TEXTE SOURCE>
____________________

Voici quelques strophes de cet hymne :

Plein d’allégresse, je me plais à aimer une joie à laquelle je veux m’abandonner ; et puisque je veux revenir à la joie, il est bien juste que, si je puis, je recherche le mieux (l’objet le plus parfait)…

Jamais homme n’a pu se figurer quelle est (cette joie), ni par le vouloir ou le désir, ni par la pensée ou la fantaisie ; telle joie ne peut trouver son égale, et celui qui voudrait la louer dignement ne saurait, de tout un an, y parvenir.

Toute joie doit s’humilier devant celle-là ; toute noblesse doit céder le pas à ma dame à cause de son aimable accueil, de son gracieux et plaisant regard ; celui-là vivra cent ans qui réussira à posséder la joie de son amour.

Par la joie qui vient d’elle le malade peut guérir et sa colère peut tuer le plus sain ; par elle le plus sage peut tomber dans la folie, le plus beau perdre sa beauté, le plus courtois devenir vilain, le plus vilain courtois.

On croirait lire un troubadour de l’époque classique pendant laquelle la doctrine de l’amour courtois fut définitivement fixée. Cependant cette pièce forme une exception dans l’œuvre de Guillaume de Poitiers et c’est chez ses successeurs qu’il faut chercher la vraie doctrine. En voici les principaux traits.

Dans la poésie courtoise des troubadours, l’amour est conçu de très bonne heure comme un culte, presque comme une religion. Il a ses lois et ses

  1. Cf. Poésies de Guillaume IX, comte de Poitiers, éd. Jeanroy, Paris, 1905.

____________________

BLOC DE DONNÉES>
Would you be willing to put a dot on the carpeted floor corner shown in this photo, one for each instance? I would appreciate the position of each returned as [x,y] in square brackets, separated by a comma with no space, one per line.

____________________

QUESTION COURTE>
D'après le texte source sur l'amour courtois, comment l'amour est-il conçu de très bonne heure dans la poésie courtoise des troubadours ?

RÉPONSE COMPLÈTE>
Il est conçu comme un culte, presque comme une religion.